The most popular Serato controllers come from the biggest, most ambitious manufacturers – exactly the type of manufacturers who are maybe starting to sit uneasily with having to use third-party software on their devices, especially a software which now seems to be everywhere. And one or two of these companies definitely have the clout to come up with alternatives. Actually, one already has…


2. Pioneer’s Rekordbox has come of age

rekordbox
Spot the difference: Rekordbox is becoming more and more like other mainstream software, and with the added advantage that it can be used from USB in pro DJ booths or more traditionally, for instance with the new XDJ-RX.

Pioneer is already the go-to hardware in DJ booths. Increasingly, the Pioneer hardware in DJ booths is Rekordbox compatible (Rekordbox is Pioneer’s own DJ software, focusing more on library management than performance at this stage, but increasingly less so). So more than ever, it makes sense for DJs who DJ in “real” DJ booths to organise their music within the Rekordbox ecosystem.

Now, Rekordbox was originally made for Pioneer by a third-party developer (the same developer behind Mixvibes), but since Rekordbox 3.0, it is in-house and so it’s fair to say the company is taking it seriously. Combine that with the fact that Pioneer has just launched the XDJ-1000 CD-free digital media player for Rekordbox (and yes, we thing the XDJ-2000 is around the corner, too), and of course has launched the XDJ-RX here at NAMM 2015, and the only conclusion must be that Pioneer is going to take this all the way.

For the first time, already Rekordbox is a viable choice for controller DJs, and arguably the best choice for those who want to DJ on Pioneer gear in DJ booths too. With thew XDJ-RX, DJs can have a DJ controller at home that lets them practise using Rekordbox; then, they simply take their music with them to the club on a USB stick and play on the club Rekordbox system, no hassle. It’s digital DJing but without the laptop in the club. But there’s more: Rekordbox with the XDJ-RX also lets you plug your laptop in and DJ direct, in a way that – to all intents and purposes – looks like any controller/laptop combo with any other software: The controller controls stuff, and the laptop is your hard drive and big screen. Software DJing, in other words.

So for the first time, any beginner who can afford the XDJ-RX (which admittedly is expensive) can “buy in” to a way of DJing that is genuinely being used by the biggest club DJs too, and thus the path from first controller to club domination can be trodden with just Pioneer DJ hardware and software. A smaller, cheaper Rekordbox-enabled DJ controller from Pioneer (say at $999) would really put the cat among the pigeons, and I wouldn’t write off a bigger one, too (DDJ-RZ?).


3. Numark is working on its own software solution

NS7III
The NS7III adds screens for a more immersive Serato experience, but up against Pioneer and Native Instruments, inMusic – the owner of Numark – must realise that its own custom software solution may well become necessary.

Judging by the “no comment” blank faces when I asked, I’m going to call that we can expect some kind of DJ software from Numark, or at least that they’re considering it. Think about it. There are three controller brands already in the roster of inMusic (Numark’s parent company): Numark, Denon DJ and Akai Pro, more if you include value brand Ion Audio. that’s a lot of controllers.

Data records:
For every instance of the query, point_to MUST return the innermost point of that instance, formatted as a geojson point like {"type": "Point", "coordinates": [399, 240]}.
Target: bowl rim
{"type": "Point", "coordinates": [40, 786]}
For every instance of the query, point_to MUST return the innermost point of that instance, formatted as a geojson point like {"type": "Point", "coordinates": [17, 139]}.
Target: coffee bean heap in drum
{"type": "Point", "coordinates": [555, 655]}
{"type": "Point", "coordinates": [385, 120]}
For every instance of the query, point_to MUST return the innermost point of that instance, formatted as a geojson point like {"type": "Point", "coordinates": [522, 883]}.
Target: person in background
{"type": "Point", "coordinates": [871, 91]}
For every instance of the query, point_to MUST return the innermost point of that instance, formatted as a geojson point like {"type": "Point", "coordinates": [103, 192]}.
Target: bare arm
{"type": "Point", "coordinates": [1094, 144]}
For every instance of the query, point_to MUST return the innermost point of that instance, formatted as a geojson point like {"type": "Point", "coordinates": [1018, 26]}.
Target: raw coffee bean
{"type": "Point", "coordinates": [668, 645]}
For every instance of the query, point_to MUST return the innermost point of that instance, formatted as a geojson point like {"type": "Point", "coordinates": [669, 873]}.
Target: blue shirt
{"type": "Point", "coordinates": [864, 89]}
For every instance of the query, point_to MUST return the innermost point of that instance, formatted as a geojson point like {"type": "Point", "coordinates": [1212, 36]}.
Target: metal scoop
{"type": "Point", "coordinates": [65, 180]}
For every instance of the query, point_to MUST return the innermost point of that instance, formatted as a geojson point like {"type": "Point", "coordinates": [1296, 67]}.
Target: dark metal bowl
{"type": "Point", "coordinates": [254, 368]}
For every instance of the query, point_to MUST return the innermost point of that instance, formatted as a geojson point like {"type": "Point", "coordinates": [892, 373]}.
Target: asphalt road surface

### WHAT TO DO
**a)** Answer these questions from the DJ software article:
(i) Starting with which version has Rekordbox been made in-house?
(ii) At which event was the XDJ-RX launched?
(iii) Besides Numark, which brands does inMusic own?
**b)** Extract each line of the records that contains the string "bean". Matching is case-sensitive.
The records have no connection to the text about DJ software.

### THE RESULTS
**a)**
(i) Rekordbox 3.0
(ii) NAMM 2015
(iii) Denon DJ and Akai Pro, plus the value brand Ion Audio

**b)**
Target: coffee bean heap in drum
Target: raw coffee bean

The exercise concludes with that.